[Start of Given text]
# Solution to kitten peeing on the bed!!



## Remote Control (Jul 21, 2008)

We adopted 2 kittens about 8 weeks ago. Kitten #1 (the alpha kitten, for sure) decided on day 4 that she would pee in our bed, but ONLY when we were it in. All other times, she would use the box. We did a lot of trial and error, and came up with a solution (knock wood) and I wanted to share it with you in hopes that it will help someone!

1. Took her to the vet and she was negative for a UTI
2. Washed all our linens in Natures Miracle (3 times) and also spot cleaned the mattress.
3. Pinned a heavy duty shower curtain to the comforter. Rumor has it that cats won't pee on plastic....well, she did, but only once and only on the first day it was on the comforter.
4. Every morning and evening before bed, we sprayed Feliway on the comforter/shower curtain.
5. Every morning when I woke up and every evening before we went to bed, I put her in the box and praised her like mad when she peed in the box. 
6. Every morning and evening before bed, I would scoop out the litter. We have 2 boxes, one in our bedroom and one in our office. The kitten in question is a huge busy body, so she always has to check out my scooping job. She usually ended up in the box, if nothing else than to rearrange the sand that I didn't arrange correctly! I praised her the whole time. The good news is that she is in and around the box in a positive way.
[End of Given text]
[Start of Information shown]
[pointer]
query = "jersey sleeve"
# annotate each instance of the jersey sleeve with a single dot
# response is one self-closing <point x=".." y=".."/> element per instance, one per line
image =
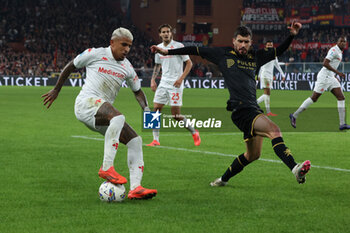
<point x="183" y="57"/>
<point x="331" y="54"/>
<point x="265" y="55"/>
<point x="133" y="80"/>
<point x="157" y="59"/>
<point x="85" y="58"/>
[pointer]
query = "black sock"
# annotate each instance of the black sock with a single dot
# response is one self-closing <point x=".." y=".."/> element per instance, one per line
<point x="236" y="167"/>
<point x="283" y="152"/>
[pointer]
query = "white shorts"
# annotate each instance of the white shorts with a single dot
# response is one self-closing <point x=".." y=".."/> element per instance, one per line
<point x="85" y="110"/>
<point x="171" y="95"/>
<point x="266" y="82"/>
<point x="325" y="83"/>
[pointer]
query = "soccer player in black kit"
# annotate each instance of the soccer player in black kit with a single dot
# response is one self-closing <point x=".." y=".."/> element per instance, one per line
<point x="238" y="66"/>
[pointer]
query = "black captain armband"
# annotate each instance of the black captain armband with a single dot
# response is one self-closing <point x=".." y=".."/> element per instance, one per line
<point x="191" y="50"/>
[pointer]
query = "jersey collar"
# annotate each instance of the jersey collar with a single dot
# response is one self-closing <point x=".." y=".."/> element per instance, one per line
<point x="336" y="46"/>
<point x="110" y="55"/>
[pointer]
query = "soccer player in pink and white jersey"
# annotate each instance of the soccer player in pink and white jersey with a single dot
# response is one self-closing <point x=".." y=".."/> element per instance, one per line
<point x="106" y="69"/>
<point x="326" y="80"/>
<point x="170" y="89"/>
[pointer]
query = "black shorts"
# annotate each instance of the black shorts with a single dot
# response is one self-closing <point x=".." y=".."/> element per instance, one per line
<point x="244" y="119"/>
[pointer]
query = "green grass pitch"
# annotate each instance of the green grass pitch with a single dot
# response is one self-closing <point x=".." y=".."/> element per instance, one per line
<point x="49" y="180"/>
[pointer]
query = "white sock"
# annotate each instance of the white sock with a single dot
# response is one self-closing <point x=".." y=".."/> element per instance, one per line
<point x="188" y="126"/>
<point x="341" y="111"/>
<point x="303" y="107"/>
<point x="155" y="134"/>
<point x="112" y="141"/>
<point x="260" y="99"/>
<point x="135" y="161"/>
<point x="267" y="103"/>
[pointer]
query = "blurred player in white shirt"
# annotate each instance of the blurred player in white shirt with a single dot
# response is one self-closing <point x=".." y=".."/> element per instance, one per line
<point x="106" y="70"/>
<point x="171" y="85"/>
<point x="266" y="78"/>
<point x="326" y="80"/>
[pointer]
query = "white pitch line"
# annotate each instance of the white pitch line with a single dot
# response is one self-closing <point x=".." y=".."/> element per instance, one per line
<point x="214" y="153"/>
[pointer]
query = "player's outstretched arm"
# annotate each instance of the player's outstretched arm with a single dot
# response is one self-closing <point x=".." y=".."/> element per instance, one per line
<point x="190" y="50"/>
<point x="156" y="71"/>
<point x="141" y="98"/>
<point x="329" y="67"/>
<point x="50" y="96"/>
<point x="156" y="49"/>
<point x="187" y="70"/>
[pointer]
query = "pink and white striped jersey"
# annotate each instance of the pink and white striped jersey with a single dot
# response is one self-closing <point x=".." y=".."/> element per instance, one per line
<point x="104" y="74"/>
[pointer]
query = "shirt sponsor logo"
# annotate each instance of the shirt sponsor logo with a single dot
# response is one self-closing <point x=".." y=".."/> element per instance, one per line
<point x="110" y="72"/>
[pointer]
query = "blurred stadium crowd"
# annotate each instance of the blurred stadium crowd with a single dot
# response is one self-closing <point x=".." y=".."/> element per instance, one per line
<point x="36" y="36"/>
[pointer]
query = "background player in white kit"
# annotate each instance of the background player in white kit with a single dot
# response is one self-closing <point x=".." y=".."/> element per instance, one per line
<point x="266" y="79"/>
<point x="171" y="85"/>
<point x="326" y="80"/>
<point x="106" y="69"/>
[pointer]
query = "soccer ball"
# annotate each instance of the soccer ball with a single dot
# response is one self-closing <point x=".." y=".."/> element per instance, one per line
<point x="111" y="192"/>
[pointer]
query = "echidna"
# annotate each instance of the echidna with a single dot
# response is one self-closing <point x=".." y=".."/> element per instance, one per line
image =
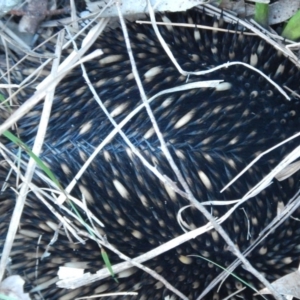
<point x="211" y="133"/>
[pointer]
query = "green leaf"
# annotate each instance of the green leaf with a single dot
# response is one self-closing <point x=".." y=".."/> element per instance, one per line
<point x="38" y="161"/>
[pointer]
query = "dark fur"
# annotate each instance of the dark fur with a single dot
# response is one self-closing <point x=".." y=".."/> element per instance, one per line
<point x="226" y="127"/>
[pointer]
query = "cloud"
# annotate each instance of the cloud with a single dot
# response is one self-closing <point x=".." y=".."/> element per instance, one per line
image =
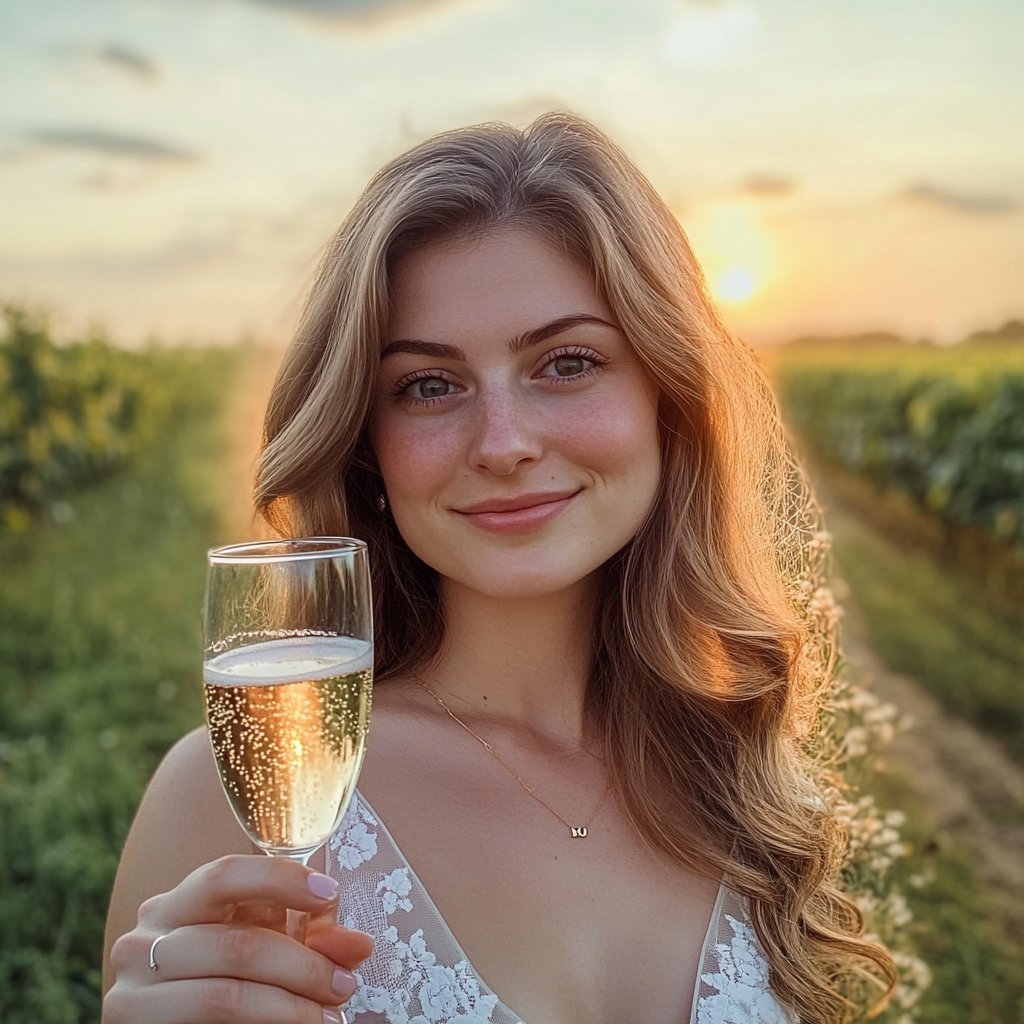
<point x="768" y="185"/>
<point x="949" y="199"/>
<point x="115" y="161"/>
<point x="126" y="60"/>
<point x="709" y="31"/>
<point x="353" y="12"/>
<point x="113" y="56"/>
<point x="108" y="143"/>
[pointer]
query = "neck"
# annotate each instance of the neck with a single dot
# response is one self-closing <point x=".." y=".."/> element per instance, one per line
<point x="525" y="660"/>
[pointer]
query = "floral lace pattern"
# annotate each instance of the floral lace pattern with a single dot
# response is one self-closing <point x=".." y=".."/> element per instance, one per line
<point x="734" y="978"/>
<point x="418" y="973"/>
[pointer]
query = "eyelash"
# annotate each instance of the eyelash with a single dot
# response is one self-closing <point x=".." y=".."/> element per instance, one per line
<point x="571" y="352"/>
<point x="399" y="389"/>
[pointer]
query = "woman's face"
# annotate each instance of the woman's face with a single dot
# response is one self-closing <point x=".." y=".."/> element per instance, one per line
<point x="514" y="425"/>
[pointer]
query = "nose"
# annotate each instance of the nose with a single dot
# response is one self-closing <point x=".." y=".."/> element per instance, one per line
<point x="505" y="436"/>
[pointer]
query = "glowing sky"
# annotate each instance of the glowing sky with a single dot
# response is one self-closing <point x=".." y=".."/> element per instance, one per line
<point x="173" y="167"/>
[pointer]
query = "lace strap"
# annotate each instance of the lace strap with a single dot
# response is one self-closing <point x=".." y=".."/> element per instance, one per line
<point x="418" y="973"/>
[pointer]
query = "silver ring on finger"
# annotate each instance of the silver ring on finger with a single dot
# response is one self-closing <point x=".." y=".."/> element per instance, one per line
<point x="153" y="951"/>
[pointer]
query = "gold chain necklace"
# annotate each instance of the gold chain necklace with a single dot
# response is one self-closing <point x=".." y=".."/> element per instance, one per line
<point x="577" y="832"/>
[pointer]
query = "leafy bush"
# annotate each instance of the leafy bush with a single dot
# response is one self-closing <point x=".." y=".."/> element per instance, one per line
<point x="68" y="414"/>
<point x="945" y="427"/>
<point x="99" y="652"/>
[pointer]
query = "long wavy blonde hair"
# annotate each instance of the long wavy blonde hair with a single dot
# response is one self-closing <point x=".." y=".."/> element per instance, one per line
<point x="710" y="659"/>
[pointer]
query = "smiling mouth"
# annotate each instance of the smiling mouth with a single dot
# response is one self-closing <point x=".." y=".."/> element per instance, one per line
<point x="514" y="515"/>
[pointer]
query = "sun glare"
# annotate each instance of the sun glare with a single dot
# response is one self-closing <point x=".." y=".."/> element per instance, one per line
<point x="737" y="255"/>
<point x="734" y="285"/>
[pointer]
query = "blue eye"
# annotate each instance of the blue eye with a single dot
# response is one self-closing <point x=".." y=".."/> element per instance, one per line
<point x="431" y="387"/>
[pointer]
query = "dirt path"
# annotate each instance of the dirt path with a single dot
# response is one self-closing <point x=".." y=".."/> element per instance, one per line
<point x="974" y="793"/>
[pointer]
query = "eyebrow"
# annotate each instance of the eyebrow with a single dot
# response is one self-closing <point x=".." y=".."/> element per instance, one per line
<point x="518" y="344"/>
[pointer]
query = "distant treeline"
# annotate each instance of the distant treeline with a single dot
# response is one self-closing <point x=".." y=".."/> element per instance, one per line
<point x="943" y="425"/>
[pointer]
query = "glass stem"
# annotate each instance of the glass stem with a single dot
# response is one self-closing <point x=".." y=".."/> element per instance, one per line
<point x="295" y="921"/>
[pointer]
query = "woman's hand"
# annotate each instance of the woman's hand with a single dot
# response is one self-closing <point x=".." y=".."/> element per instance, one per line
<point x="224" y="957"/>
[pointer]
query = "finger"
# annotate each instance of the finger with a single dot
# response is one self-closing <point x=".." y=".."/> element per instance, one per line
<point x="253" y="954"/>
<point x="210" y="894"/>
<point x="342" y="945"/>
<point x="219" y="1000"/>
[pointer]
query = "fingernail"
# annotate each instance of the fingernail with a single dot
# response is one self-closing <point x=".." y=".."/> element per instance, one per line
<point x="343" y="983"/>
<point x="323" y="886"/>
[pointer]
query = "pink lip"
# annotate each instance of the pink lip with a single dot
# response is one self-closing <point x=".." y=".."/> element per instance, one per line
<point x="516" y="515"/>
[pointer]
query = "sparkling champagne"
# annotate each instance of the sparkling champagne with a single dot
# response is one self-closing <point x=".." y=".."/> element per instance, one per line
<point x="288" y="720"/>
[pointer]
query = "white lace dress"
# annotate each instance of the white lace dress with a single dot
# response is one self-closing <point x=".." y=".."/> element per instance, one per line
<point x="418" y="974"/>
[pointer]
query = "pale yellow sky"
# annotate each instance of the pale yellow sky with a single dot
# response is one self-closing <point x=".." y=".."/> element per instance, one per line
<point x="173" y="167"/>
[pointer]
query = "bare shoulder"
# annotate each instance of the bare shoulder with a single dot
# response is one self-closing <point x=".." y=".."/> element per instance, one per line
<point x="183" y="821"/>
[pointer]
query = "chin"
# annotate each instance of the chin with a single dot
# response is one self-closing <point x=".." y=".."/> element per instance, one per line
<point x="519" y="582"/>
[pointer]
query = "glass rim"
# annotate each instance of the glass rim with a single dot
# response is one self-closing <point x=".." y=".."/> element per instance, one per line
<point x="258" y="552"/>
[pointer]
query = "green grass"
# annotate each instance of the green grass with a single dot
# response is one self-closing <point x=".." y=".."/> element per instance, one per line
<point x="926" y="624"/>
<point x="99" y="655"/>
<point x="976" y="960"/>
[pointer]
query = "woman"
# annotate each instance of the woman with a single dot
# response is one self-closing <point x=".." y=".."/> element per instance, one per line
[End of Information shown]
### Given task
Go on with the forum post about stopping a kitten from peeing on the bed, starting after its last sentence. None of the data is needed here.

### Result of the exercise
7. After a week of no peeing, we turned the comforter over, so that the shower curtain was on the bottom.
8. After another week of no peeing, we took off the shower curtain. 

Sleeping under a shower curtain is really, really hot and we must have each sweated off 10 pounds!!! 

I don't know if she just grew out of the behavior, or if she decided that she no longer had to dominate the bed, or if the curtain and Feliway did the trick, but we're at 4 weeks with no peeing on the bed! She's getting fixed later next month, so hopefully there won't be any changes. I hope this helps those who are going through the same thing!


----------



## Smirkitty (Apr 19, 2008)

That was a pretty danged clever solution!


----------



## Loen210 (Jul 19, 2008)

*Applause to you, AND here's an article just written*

Applause, Applause to you! 
Congrats; it sounds like you did a wonderful job! An dthe curtain idea was so smart (though uncomfortable sounding, hun?!). ;o)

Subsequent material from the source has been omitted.